## Your tasks
a – List every title of a book or story named in the interview.
b – According to the interview, how old was Cliff McNish when he started writing?
c – Copy part of the interview with "short story" swapped in for "novella". Begin at the words "We are delighted" and stop after "visit Cliff's website.".

## Text passage
We are delighted to welcome Cliff McNish to the blog for a special interview to celebrate the 20th Anniversary of The Doomspell. A special limited edition hardback of the book together with an exciting new novella The Light of Armath is available now. To find out more and read an extract from this, why not visit Cliff's website.
Please can you tell us a little about yourself?
I started
off not being a reader at all. We had
precious few books at home, and no children’s ones that I recall. I read comics
until my English teacher in late junior school finally thrust C.S. Lewis’s
Narnian tale The Magician’s Nephew
at me. I often wonder if the fact that the first novel to grip me was
middle-grade magical fantasy is the reason I automatically took up writing in
that vein once I began. I suspect so. But oddly I never started writing until I
was 38 years old, and even then only because I’d recklessly promised my nine
year-old daughter a story about a witch – recklessly because I’d never written
any fiction before, so I had no idea how if I could do it or not. That story, originally
called Rachel and the Witch, finally became
The Doomspell.
‘The Doomspell Trilogy’ is celebrating its 20th
anniversary, congratulations. Can you introduce our readers to Rachel and
Eric and the adventures they face.
Doomspell
is slap-bang in the venerable tradition of wizards and witches, full of spells,
counter spells and High Magic, with battles and stakes escalating as the
children try to stop an immensely
powerful Witch from getting what she wants.

## Data lines
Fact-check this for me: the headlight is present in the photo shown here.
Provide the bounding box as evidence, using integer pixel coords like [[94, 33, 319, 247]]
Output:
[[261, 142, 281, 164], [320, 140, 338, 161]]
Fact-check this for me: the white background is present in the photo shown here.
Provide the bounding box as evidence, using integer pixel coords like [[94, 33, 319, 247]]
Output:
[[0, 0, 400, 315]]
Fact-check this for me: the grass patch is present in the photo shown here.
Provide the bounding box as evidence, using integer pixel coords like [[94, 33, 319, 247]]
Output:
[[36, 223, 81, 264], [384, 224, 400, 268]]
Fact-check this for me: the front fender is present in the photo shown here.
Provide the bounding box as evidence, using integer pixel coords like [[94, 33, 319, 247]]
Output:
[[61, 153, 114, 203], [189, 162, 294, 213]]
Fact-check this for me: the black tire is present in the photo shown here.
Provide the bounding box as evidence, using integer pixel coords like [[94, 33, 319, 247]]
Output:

...

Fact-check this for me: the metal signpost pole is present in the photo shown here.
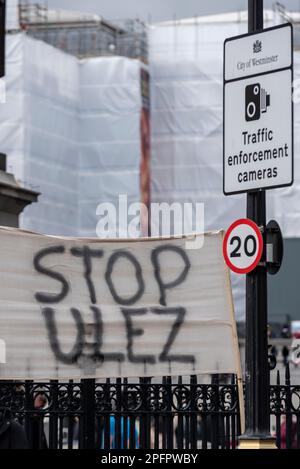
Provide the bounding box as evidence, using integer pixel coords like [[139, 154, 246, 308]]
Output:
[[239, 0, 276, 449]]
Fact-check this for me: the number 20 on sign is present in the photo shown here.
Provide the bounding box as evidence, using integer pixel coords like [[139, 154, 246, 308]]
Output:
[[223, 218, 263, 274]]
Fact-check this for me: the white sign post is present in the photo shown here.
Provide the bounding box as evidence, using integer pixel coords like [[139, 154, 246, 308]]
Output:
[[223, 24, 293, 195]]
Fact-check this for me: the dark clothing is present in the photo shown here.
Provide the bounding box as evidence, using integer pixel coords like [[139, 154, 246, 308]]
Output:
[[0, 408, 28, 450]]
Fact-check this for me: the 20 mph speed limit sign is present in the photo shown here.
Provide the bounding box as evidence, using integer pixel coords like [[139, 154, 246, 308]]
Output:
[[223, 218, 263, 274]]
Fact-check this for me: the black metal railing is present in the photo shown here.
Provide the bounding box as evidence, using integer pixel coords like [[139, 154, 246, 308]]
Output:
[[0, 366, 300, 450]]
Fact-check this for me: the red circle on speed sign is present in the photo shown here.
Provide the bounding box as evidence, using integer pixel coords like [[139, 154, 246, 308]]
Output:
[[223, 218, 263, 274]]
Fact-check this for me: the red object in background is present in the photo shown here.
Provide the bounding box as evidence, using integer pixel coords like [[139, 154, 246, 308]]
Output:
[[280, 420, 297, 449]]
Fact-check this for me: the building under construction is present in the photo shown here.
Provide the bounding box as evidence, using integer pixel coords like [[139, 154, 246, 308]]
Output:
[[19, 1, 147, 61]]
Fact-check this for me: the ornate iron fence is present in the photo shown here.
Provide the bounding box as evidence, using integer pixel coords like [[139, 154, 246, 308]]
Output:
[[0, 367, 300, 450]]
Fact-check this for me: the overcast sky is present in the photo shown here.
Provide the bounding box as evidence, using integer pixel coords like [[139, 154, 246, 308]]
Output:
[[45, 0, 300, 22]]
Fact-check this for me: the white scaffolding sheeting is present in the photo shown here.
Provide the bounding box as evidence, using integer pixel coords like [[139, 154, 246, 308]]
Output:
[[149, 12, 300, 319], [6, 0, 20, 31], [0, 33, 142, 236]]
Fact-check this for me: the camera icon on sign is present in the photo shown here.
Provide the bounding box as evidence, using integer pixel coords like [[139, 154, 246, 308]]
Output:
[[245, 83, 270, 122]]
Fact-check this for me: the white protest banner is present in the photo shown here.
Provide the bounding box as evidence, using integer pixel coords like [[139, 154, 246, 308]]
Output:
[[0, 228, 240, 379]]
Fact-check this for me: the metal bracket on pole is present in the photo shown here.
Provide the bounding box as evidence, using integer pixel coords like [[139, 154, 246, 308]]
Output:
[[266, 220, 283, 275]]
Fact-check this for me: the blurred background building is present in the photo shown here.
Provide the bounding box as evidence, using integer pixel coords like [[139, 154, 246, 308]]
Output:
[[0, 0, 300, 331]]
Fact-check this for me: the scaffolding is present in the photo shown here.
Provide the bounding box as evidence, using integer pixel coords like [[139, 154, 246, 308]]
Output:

## Solution set
a –
The Doomspell
The Light of Armath
The Magician’s Nephew
Rachel and the Witch
The Doomspell Trilogy

b – He was 38 years old.

c –
We are delighted to welcome Cliff McNish to the blog for a special interview to celebrate the 20th Anniversary of The Doomspell. A special limited edition hardback of the book together with an exciting new short story The Light of Armath is available now. To find out more and read an extract from this, why not visit Cliff's website.